(Problem to work on)
Resume the review of the Star Trek manga anthology below, continuing directly after its last sentence in the same voice.

(Text block)
════════════════

STAR TREK: THE MANGA: SHINSEI/SHINSEI
“Side Effects” by Chris Dows and Makoto Nakatsuka
“Anything but Alone” by Joshua Ortega and Gregory Giovanni Johnson
“’Til Death by Mike W. Barr and Jeong Mo Yang
“Oban” by Jim Alexander and Michael Shelfer
“Orphans” by Rob Tokar and EJ Su
To celebrate the 40th Anniversary of the venerable, much-loved television series, “Star Trek,” which debuted Friday, September 8, 1996 on NBC, TOKYOPOP and CBS Studios, Inc. joined forces to produce Star Trek: the manga – Shinsei/Shinsei. I have to gush and say that this is one of my favorite American-produced manga, and these are to date the best Star Trek comics I’ve read.
Star Trek: the manga is an anthology of five stories, all of them set in the universe of what fans now refer to as Star Trek: The Original Series or ST: TOS. Each story captures the essence and feel of the original episodes, even the one in which east meets west – Star Trek meets mech, Rob Tokar and EJ Su’s “Orphans.” The art in this volume is in the style of either anime or manga, especially the opening tale, Chris Dow and Makoto Nakatsuka’s “Side Effects.” Some of Nakatsuka’s tech and machinery looks like it hopped over from Akira, in this tale of theoretical physics and sentient beings used as lab rats.

════════════════

(Dataset extract)

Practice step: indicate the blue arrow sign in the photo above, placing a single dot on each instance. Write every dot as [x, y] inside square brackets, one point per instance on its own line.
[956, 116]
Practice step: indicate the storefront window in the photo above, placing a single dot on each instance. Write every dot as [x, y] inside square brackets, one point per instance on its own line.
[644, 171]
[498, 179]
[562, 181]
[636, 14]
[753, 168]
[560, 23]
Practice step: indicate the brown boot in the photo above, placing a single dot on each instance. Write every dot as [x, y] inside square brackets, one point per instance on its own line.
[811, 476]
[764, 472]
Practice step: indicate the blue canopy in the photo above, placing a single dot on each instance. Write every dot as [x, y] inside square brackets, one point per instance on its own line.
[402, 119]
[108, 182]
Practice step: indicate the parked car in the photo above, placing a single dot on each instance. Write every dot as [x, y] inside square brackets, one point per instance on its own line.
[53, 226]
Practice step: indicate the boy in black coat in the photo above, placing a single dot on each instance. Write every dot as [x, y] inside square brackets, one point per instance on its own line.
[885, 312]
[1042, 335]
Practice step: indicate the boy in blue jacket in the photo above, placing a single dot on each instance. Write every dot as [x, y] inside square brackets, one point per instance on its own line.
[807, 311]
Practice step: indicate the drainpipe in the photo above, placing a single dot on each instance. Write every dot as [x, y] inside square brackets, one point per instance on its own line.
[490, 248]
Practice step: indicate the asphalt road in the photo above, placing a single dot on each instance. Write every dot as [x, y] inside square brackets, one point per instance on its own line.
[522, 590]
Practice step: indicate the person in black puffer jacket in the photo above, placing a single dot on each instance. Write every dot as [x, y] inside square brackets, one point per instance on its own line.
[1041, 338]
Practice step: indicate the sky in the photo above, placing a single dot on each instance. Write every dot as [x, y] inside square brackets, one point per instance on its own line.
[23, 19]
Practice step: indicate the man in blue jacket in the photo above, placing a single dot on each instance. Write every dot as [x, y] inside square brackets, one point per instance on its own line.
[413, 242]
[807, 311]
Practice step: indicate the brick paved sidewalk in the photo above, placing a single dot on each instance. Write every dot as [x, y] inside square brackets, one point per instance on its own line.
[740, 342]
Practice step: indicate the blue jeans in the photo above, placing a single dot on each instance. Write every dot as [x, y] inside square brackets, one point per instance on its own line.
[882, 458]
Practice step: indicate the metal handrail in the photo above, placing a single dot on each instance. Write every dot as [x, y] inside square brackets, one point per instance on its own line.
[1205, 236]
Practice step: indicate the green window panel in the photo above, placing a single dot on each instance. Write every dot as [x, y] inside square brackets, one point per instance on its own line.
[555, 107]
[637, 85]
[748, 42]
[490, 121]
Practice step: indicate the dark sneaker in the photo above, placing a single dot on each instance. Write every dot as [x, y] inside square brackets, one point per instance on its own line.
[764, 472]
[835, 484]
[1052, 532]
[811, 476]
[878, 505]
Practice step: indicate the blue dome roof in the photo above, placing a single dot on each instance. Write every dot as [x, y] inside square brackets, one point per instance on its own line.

════════════════

(Answer)
The anthology’s fourth tale, Jim Alexander and Michael Shelfer’s “Oban,” about a genetically created pet used as a stealth doomsday weapon, couldn’t have been an episode of the original series because the kind of SFX needed weren’t available (except maybe puppetry or stop-motion), but it would have made a good episode of the old Star Trek animated series. As a bonus, Star Trek: the manga includes an excerpt from the forthcoming Star Trek prose anthology book, Constellations, a story by Dayton Ward and Kevin Dilmore entitled “First, Do No Harm.” All in all, this is good stuff – good enough to be a must have in the collection of any Star Trek reader.